* _Do this_: Render every line of the entries below as a two-column Markdown table headed "Row" and "Line," numbering the rows in sequence and omitting blank lines.

[Entries from a data collection]
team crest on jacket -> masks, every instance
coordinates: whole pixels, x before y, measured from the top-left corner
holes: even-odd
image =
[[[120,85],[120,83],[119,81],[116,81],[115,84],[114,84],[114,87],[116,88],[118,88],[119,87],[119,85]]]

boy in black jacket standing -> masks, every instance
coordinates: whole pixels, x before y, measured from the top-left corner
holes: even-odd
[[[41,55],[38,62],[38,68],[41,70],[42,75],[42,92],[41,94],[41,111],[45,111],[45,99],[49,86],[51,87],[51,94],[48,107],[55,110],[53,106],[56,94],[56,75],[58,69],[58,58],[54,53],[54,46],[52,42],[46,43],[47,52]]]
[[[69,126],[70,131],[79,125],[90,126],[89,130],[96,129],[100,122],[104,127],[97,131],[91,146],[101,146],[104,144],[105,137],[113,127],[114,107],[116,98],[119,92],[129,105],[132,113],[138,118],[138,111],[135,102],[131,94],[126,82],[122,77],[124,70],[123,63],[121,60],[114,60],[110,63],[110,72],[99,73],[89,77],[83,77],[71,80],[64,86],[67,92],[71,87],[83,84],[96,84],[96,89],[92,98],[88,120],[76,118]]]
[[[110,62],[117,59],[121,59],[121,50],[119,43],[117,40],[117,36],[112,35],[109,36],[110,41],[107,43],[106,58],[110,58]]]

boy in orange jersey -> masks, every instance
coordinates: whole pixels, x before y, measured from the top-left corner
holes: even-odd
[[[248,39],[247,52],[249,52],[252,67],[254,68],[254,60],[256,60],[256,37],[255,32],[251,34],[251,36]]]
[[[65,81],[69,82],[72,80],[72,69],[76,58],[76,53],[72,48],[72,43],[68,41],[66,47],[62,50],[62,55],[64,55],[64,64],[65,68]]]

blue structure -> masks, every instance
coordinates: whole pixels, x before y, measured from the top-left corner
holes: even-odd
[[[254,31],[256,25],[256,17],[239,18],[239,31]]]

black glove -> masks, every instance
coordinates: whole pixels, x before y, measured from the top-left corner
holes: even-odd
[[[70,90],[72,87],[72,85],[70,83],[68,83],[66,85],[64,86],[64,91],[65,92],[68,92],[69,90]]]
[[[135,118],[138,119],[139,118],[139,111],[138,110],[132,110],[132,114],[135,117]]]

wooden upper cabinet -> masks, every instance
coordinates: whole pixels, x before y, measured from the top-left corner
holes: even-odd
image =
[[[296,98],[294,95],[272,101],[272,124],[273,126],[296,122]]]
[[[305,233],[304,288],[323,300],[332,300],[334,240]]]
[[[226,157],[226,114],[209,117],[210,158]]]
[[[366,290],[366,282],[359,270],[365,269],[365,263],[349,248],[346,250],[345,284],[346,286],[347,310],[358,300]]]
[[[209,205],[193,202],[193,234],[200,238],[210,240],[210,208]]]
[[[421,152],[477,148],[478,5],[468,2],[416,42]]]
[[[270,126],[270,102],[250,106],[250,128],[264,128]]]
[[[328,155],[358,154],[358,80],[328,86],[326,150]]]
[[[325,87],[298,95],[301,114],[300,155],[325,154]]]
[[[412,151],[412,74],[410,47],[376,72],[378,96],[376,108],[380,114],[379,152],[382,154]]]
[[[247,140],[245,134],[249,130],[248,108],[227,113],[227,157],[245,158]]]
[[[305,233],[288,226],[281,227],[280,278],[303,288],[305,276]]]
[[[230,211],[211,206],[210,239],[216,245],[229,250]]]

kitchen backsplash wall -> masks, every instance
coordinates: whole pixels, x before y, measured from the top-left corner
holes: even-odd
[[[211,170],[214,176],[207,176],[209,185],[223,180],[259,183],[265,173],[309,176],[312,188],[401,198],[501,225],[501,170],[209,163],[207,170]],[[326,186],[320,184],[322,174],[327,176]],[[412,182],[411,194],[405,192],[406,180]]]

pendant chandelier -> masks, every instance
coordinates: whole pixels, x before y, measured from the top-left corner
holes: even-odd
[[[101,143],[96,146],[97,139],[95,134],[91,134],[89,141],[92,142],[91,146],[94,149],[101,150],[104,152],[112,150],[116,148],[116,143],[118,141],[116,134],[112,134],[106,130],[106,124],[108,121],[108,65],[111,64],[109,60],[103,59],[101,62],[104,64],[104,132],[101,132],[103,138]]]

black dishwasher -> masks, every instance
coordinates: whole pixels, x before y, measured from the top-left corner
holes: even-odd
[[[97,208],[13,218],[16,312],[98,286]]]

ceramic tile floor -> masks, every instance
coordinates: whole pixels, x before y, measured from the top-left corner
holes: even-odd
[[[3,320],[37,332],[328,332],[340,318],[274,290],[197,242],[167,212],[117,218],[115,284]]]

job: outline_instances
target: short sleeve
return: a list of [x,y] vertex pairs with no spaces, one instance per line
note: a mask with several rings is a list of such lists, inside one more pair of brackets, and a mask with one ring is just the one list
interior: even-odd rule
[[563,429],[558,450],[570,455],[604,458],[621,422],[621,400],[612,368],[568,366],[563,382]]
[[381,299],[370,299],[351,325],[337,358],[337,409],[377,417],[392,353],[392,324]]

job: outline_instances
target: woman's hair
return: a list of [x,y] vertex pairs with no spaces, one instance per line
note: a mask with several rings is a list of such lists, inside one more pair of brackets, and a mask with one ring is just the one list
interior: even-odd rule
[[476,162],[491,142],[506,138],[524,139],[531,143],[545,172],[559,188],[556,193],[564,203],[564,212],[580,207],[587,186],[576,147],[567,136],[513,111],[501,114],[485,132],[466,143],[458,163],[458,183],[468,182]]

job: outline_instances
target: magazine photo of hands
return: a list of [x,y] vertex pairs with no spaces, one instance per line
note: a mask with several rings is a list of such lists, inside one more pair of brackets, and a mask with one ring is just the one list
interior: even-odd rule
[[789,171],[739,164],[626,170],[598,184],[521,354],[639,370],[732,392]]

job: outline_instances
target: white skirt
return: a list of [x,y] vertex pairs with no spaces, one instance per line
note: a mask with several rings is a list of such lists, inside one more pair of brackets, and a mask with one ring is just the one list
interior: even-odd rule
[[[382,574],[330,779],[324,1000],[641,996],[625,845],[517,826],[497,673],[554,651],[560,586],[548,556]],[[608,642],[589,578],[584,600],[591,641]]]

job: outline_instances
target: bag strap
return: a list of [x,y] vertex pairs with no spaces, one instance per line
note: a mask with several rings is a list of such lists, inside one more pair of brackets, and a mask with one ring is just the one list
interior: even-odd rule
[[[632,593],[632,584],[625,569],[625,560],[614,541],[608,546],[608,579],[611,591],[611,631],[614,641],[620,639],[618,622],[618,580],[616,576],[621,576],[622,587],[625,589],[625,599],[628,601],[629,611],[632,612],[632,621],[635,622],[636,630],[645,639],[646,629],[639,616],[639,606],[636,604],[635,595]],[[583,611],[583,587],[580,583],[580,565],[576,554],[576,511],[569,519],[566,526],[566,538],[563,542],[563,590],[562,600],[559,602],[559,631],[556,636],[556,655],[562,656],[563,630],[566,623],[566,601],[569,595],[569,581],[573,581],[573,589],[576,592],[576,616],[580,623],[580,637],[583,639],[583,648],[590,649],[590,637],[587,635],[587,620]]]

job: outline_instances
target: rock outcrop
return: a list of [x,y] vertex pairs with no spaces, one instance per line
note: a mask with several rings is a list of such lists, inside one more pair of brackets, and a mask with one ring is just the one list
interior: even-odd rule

* _Task solution_:
| Row | Line |
|---|---|
| 1 | team crest on jacket -> masks, every instance |
| 2 | coordinates: whole pixels, x before y, measured from the top-left corner |
| 3 | holes: even-odd |
| 4 | image = |
| 5 | [[[120,85],[120,83],[119,81],[116,81],[115,84],[114,84],[114,87],[116,88],[118,88],[119,87],[119,85]]] |
| 6 | boy in black jacket standing -> masks, every instance |
| 7 | coordinates: whole pixels, x before y, measured from the top-left corner |
| 8 | holes: even-odd |
| 9 | [[[41,55],[38,62],[38,68],[41,70],[42,75],[42,92],[41,94],[41,111],[45,111],[45,99],[49,86],[51,87],[51,94],[48,107],[55,110],[53,106],[56,94],[56,75],[58,69],[58,58],[54,53],[54,46],[52,42],[46,43],[47,52]]] |
| 10 | [[[69,126],[70,131],[79,125],[90,126],[89,130],[96,129],[100,122],[104,127],[97,131],[91,146],[101,146],[104,144],[105,137],[113,127],[114,107],[116,98],[119,92],[129,105],[132,113],[138,118],[138,111],[135,102],[131,94],[126,82],[122,77],[124,70],[123,63],[121,60],[114,60],[110,63],[110,72],[99,73],[89,77],[83,77],[71,80],[64,86],[67,92],[71,87],[83,84],[96,84],[96,89],[92,98],[88,120],[76,118]]] |
| 11 | [[[110,62],[117,59],[121,59],[121,50],[119,43],[117,40],[117,36],[112,35],[109,36],[110,41],[107,43],[106,58],[110,58]]] |
| 12 | boy in orange jersey -> masks, every instance |
| 13 | coordinates: whole pixels, x before y, measured from the top-left corner |
| 14 | holes: even-odd |
| 15 | [[[248,39],[247,52],[249,52],[252,67],[254,68],[254,60],[256,60],[256,37],[255,32],[251,34],[251,36]]] |
| 16 | [[[65,81],[69,82],[72,80],[72,69],[76,58],[76,53],[72,48],[72,43],[68,41],[66,47],[62,50],[62,55],[64,55],[64,64],[65,68]]] |
| 17 | blue structure -> masks, every instance |
| 18 | coordinates: whole pixels, x before y, measured from the top-left corner |
| 19 | holes: even-odd |
| 20 | [[[254,31],[256,25],[256,17],[239,18],[239,31]]] |
| 21 | black glove -> masks, every instance |
| 22 | coordinates: whole pixels, x before y, measured from the top-left corner |
| 23 | holes: even-odd |
| 24 | [[[70,90],[72,87],[72,85],[70,83],[68,83],[66,85],[64,86],[64,91],[65,92],[68,92],[69,90]]] |
| 25 | [[[135,118],[138,119],[139,118],[139,111],[138,110],[132,110],[132,114],[135,117]]] |
| 26 | wooden upper cabinet -> masks, every instance |
| 27 | coordinates: whole pixels, x before y, measured from the top-left corner |
| 28 | holes: even-odd |
| 29 | image = |
| 30 | [[[296,98],[294,95],[272,101],[272,124],[273,126],[296,122]]] |
| 31 | [[[305,233],[304,288],[323,300],[332,300],[334,240]]] |
| 32 | [[[226,157],[226,114],[209,117],[210,158]]] |
| 33 | [[[366,290],[366,282],[359,270],[365,269],[365,263],[349,248],[346,250],[345,284],[346,286],[347,310],[358,300]]] |
| 34 | [[[209,205],[193,202],[193,234],[200,238],[210,240],[210,208]]] |
| 35 | [[[421,152],[477,148],[478,5],[468,2],[416,42]]] |
| 36 | [[[270,126],[270,102],[250,106],[250,128],[264,128]]] |
| 37 | [[[328,155],[358,154],[358,80],[328,86],[326,150]]] |
| 38 | [[[325,87],[298,95],[301,114],[300,155],[325,154]]] |
| 39 | [[[412,151],[412,74],[410,47],[376,72],[378,96],[376,108],[380,114],[379,152],[382,154]]] |
| 40 | [[[247,140],[245,134],[249,130],[248,108],[227,113],[227,157],[245,158]]] |
| 41 | [[[305,233],[288,226],[281,227],[280,278],[303,288],[305,276]]] |
| 42 | [[[230,211],[211,206],[210,239],[216,245],[229,250]]] |
| 43 | kitchen backsplash wall -> masks, every instance |
| 44 | coordinates: whole pixels, x before y, measured from the top-left corner |
| 45 | holes: even-odd |
| 46 | [[[211,170],[214,176],[207,176],[209,185],[223,180],[259,183],[265,173],[309,176],[312,188],[401,198],[501,225],[501,170],[209,163],[207,170]],[[326,186],[320,184],[322,174],[327,176]],[[412,182],[411,194],[405,192],[406,180]]] |
| 47 | pendant chandelier -> masks, every instance |
| 48 | coordinates: whole pixels, x before y, measured from the top-left corner |
| 49 | holes: even-odd |
| 50 | [[[101,143],[96,146],[97,139],[95,134],[91,134],[89,141],[92,142],[91,146],[94,149],[101,150],[104,152],[112,150],[116,148],[116,143],[118,141],[116,134],[112,134],[106,130],[106,124],[108,121],[108,65],[111,64],[109,60],[103,59],[101,62],[104,64],[104,132],[101,132],[103,138]]] |
| 51 | black dishwasher -> masks, every instance |
| 52 | coordinates: whole pixels, x before y, measured from the top-left corner |
| 53 | holes: even-odd |
| 54 | [[[97,208],[13,218],[16,312],[98,286]]] |
| 55 | ceramic tile floor -> masks, every instance |
| 56 | coordinates: whole pixels, x before y, measured from the top-left corner |
| 57 | holes: even-odd |
| 58 | [[[3,320],[37,332],[328,332],[340,318],[274,290],[197,242],[167,212],[117,218],[115,284]]] |
| 59 | job: outline_instances |
| 60 | target: short sleeve |
| 61 | return: a list of [x,y] vertex pairs with no spaces, one instance per line |
| 62 | note: a mask with several rings is a list of such lists, inside one more pair of brackets, and a mask with one ring is just the one list |
| 63 | interior: even-odd rule |
| 64 | [[563,429],[558,450],[570,455],[604,458],[621,422],[621,400],[612,368],[568,366],[563,382]] |
| 65 | [[381,299],[370,299],[351,325],[337,358],[337,409],[377,417],[392,353],[392,324]] |
| 66 | job: outline_instances |
| 67 | target: woman's hair |
| 68 | return: a list of [x,y] vertex pairs with no spaces, one instance per line |
| 69 | note: a mask with several rings is a list of such lists, inside one more pair of brackets, and a mask with one ring is just the one list |
| 70 | interior: even-odd rule |
| 71 | [[476,162],[491,142],[506,138],[524,139],[531,143],[545,172],[559,188],[556,193],[564,203],[564,212],[580,207],[587,186],[576,147],[567,136],[513,111],[501,114],[485,132],[466,143],[458,163],[458,183],[468,182]] |
| 72 | job: outline_instances |
| 73 | target: magazine photo of hands |
| 74 | return: a list of [x,y] vertex pairs with no spaces, one instance per line |
| 75 | note: a mask with several rings is a list of such lists, inside one more pair of brackets, and a mask with one ring is just the one list |
| 76 | interior: even-odd rule |
| 77 | [[789,171],[739,164],[626,170],[598,184],[521,354],[639,370],[732,392]] |
| 78 | job: outline_instances |
| 79 | target: white skirt |
| 80 | return: a list of [x,y] vertex pairs with no spaces, one instance per line |
| 81 | note: a mask with several rings is a list of such lists, inside one more pair of brackets, and a mask with one ring is just the one list |
| 82 | interior: even-odd rule |
| 83 | [[[382,574],[330,779],[324,1000],[641,996],[625,845],[517,826],[497,673],[554,651],[560,586],[548,556]],[[608,642],[589,578],[584,600],[591,641]]] |
| 84 | job: outline_instances |
| 85 | target: bag strap |
| 86 | return: a list of [x,y] vertex pairs with no spaces, one instance per line |
| 87 | note: a mask with several rings is a list of such lists, inside one more pair of brackets, and a mask with one ring is just the one list |
| 88 | interior: even-odd rule |
| 89 | [[[632,593],[632,584],[625,569],[625,560],[614,541],[608,546],[608,579],[611,591],[611,631],[614,641],[620,639],[618,622],[618,580],[616,576],[621,576],[622,587],[625,589],[625,599],[628,601],[629,611],[632,612],[632,621],[635,622],[636,630],[645,639],[646,629],[639,616],[639,606],[636,604],[635,595]],[[583,611],[583,587],[580,583],[580,565],[576,554],[576,511],[569,519],[566,526],[566,538],[563,542],[563,590],[562,600],[559,602],[559,631],[556,636],[556,655],[562,656],[563,630],[566,623],[566,601],[569,595],[569,581],[573,581],[573,589],[576,592],[576,616],[580,623],[580,637],[583,639],[583,648],[590,649],[590,637],[587,635],[587,620]]] |
| 90 | job: outline_instances |
| 91 | target: rock outcrop |
| 92 | return: a list of [x,y] vertex pairs with no spaces, one instance per line |
| 93 | note: a mask with several rings is a list of such lists, inside one more pair of brackets, and a mask with one ring is just the one list |
| 94 | interior: even-odd rule |